_Task requirements_
A - In the account of meeting the Mitchell family, why did the photographer decide to follow the caravan of horse trailers?
B - Pick up the account of meeting the Mitchell family and continue it from its final sentence.

_Reading text_
▬▬▬▬▬▬▬▬▬▬

I met the Mitchell family for the first time about 10 or 11 years ago. While out photographing, I spotted a long caravan of horse trailers early on a Sunday morning headed into the foothills of the Bear Paw Mountains. One seldom saw any vehicles in these parts, let alone at 6 AM on a Sunday morning. So, I decided to follow them. They arrived at a plateau high above the Mitchell Ranch and with many buttes and the Little Rocky Mountains well within sight. There they had erected a corral made of steel panels where they would gather that day their cattle for branding. Daryl Mitchell, the father, was kind. He tolerated me being in the way while they were working and welcomed me to photograph while they worked.
There I also met a family from Louisiana. They came to Montana to visit after the Mitchells met them on vacation the previous year. Based on those stories alone you might think the Mitchells are an outgoing lot. Really, they aren’t. But they are some of the nicest people you would ever meet. And generous. But it’s funny how the good Lord has a way of introducing people who need to meet.

▬▬▬▬▬▬▬▬▬▬

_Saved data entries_

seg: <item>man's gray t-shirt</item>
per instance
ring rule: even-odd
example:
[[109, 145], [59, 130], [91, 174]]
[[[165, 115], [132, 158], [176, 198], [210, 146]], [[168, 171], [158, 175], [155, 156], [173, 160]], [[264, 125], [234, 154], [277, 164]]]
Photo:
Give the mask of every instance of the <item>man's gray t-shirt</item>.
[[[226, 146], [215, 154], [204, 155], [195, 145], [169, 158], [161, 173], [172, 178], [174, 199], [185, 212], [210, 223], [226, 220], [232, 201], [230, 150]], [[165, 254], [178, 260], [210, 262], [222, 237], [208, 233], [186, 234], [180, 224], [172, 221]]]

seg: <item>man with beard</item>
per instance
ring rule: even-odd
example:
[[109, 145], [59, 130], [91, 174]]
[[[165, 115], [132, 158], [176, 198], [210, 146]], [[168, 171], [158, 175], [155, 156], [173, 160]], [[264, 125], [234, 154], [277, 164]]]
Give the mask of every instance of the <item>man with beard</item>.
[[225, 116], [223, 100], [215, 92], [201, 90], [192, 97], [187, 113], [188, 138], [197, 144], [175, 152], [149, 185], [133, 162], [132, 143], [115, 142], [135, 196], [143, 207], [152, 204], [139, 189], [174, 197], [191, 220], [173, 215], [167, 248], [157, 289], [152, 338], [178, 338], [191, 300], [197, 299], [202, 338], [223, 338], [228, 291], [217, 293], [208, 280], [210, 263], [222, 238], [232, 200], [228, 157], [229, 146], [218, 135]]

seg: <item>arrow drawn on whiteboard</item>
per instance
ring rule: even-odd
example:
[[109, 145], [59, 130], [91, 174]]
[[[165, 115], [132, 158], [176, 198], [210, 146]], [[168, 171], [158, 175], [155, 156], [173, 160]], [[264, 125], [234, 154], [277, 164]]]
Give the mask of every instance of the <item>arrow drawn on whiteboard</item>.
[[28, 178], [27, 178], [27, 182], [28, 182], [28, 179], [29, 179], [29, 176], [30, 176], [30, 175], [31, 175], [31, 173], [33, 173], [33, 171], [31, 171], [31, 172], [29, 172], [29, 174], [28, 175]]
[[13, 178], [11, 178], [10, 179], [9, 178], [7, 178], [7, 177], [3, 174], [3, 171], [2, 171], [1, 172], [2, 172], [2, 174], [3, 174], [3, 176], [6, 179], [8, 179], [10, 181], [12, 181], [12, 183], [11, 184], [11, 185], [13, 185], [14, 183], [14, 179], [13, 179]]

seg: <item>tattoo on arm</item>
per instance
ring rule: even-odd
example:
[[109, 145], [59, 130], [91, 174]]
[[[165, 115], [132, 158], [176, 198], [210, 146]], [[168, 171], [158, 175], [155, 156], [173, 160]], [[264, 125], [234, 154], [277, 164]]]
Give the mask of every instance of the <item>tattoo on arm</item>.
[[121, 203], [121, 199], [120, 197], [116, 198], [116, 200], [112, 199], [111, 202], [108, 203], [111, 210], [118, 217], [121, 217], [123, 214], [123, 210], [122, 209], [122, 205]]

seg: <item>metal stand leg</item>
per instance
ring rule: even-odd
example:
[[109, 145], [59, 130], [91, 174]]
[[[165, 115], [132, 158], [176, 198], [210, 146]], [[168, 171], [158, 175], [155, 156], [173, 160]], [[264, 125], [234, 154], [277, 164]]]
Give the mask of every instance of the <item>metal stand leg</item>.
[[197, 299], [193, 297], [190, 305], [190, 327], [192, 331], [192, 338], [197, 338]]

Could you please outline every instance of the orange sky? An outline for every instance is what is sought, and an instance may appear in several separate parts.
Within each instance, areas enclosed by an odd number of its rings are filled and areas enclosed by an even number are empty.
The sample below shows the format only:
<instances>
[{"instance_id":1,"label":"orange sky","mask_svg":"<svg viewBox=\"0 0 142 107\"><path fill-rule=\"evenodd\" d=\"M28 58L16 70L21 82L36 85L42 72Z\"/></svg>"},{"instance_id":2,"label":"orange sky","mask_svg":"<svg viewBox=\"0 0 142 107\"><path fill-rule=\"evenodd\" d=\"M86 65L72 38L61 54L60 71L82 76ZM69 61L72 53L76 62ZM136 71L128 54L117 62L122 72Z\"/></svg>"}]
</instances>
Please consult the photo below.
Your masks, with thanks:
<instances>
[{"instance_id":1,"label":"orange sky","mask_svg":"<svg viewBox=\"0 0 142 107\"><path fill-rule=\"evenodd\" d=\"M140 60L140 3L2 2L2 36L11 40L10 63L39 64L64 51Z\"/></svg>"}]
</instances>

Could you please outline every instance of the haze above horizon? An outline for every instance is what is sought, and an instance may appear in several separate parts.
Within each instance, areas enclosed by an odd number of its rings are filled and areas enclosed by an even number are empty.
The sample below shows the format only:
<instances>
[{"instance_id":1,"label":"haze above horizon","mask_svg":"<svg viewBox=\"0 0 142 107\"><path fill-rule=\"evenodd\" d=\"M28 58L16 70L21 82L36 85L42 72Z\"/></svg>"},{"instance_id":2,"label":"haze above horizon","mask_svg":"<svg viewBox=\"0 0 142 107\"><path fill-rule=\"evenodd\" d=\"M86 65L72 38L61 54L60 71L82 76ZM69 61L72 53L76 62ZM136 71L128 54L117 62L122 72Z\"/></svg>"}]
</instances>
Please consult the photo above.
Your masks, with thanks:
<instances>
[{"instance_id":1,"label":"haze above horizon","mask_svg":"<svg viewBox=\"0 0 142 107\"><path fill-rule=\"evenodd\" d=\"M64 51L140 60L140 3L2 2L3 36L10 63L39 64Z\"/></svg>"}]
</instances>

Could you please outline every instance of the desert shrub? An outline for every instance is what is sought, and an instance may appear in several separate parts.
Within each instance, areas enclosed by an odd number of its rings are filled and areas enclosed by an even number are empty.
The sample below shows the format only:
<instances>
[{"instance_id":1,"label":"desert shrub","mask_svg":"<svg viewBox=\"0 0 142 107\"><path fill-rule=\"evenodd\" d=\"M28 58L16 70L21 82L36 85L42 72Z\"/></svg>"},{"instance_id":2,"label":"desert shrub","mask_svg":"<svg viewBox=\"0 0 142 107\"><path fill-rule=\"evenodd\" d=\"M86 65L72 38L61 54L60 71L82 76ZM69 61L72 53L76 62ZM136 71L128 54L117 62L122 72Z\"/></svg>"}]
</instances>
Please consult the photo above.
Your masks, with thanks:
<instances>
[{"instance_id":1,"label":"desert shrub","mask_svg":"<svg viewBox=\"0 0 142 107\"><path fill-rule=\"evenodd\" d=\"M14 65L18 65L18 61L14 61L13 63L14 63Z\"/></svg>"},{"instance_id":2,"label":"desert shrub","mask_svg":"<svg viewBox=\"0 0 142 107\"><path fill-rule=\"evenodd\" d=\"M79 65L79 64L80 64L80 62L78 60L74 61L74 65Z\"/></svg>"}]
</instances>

▬▬▬▬▬▬▬▬▬▬

_Solved tasks_
A - Vehicles were rarely seen in those parts at all, and certainly not at 6 AM on a Sunday morning. So when a long caravan of horse trailers appeared heading into the foothills of the Bear Paw Mountains, the photographer decided to follow it.

B -
I was busy making photos, trying not to get run over by a horse or impede their operations very much, and photographed everyone, including the Dillon family from Louisiana. The photo above was one of the photos I made while some the people on horseback rode off into the distance to begin gathering cattle. I liked it some, but as it turned out, not as much as Danielle Dillon did. She was one of the daughters who made the trip to Montana with her parents. She’s the one in the middle riding a horse.
To be honest, I don’t remember much about Danielle, but like her mother and the rest of her family, I will always remember their Cajun accent and how friendly they were. Danielle especially so. And I do remember she had a big smile that could warm the coldest of souls.
One of Dillon children wanted to use my photos for a school project a few years later (I don’t remember which one), something I was honored to assist with. And Danielle later wanted a print of the photo you see here, so I was happy to oblige. I gave her the “Cleveland family discount,” which meant she only had to reimburse me for the cost of printing and shipping it. She wanted it large. How wonderful.
Then a few weeks ago Danielle’s mother called me. I kept in contact with the Dillons a little bit over the years, so her call out of the blue wasn’t strange, but the news was devastating and so sad. She told me Danielle passed away last August. I was stunned. She was so young and full of life. I can’t imagine being a parent and having to cope with that.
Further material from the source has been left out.